▽
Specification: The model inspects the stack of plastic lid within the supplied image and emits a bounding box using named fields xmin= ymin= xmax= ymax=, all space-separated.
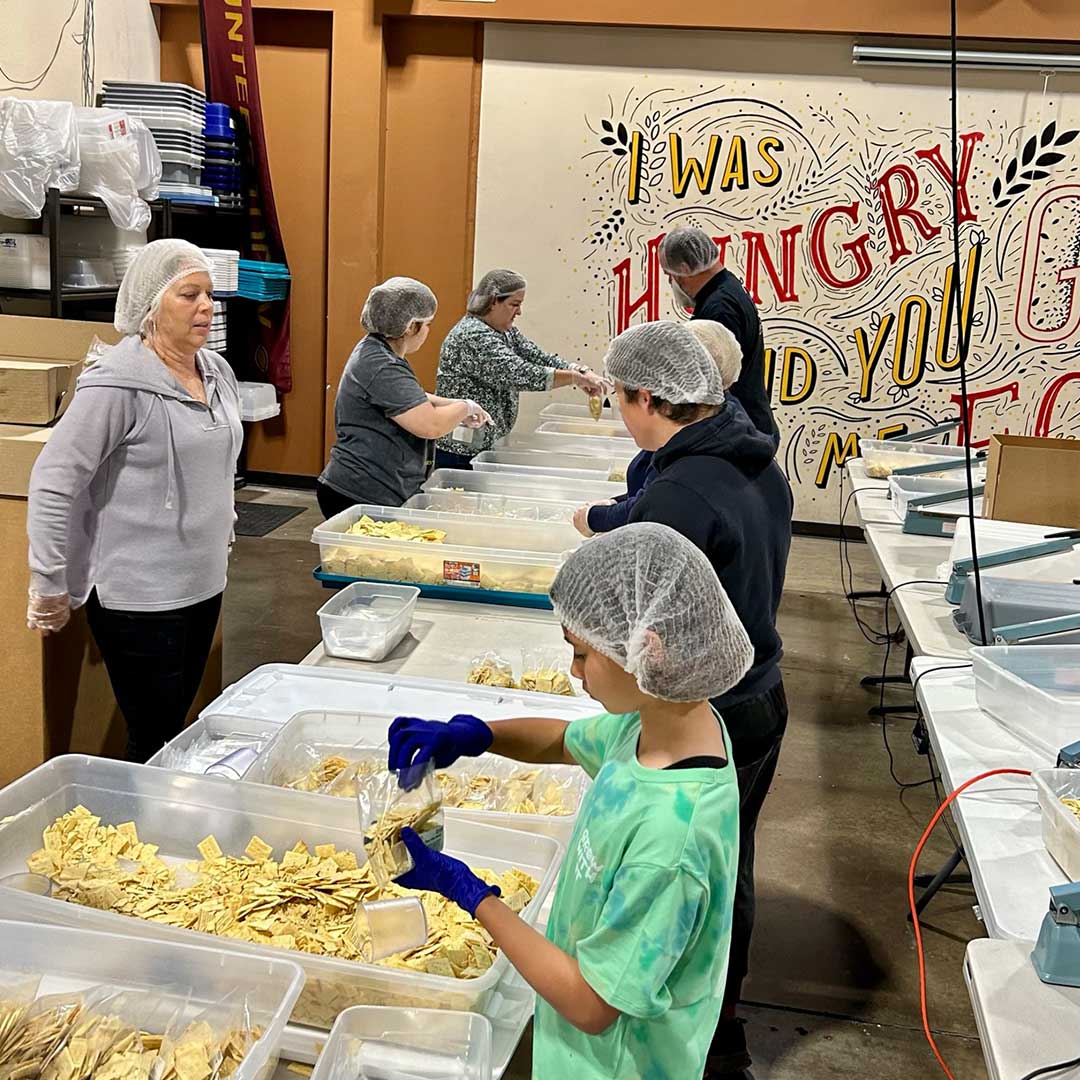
xmin=240 ymin=259 xmax=289 ymax=300
xmin=203 ymin=102 xmax=243 ymax=210
xmin=202 ymin=247 xmax=240 ymax=296
xmin=206 ymin=300 xmax=228 ymax=356
xmin=102 ymin=81 xmax=214 ymax=204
△
JOB |
Write out every entry above word for word, leaving out the pictures.

RESULT |
Specification: The model inspects the stack of plastic lid within the supplied image and emits a bounding box using named fields xmin= ymin= xmax= ymax=, all space-separated.
xmin=240 ymin=259 xmax=289 ymax=300
xmin=203 ymin=102 xmax=243 ymax=210
xmin=202 ymin=247 xmax=240 ymax=296
xmin=206 ymin=300 xmax=228 ymax=356
xmin=102 ymin=81 xmax=214 ymax=204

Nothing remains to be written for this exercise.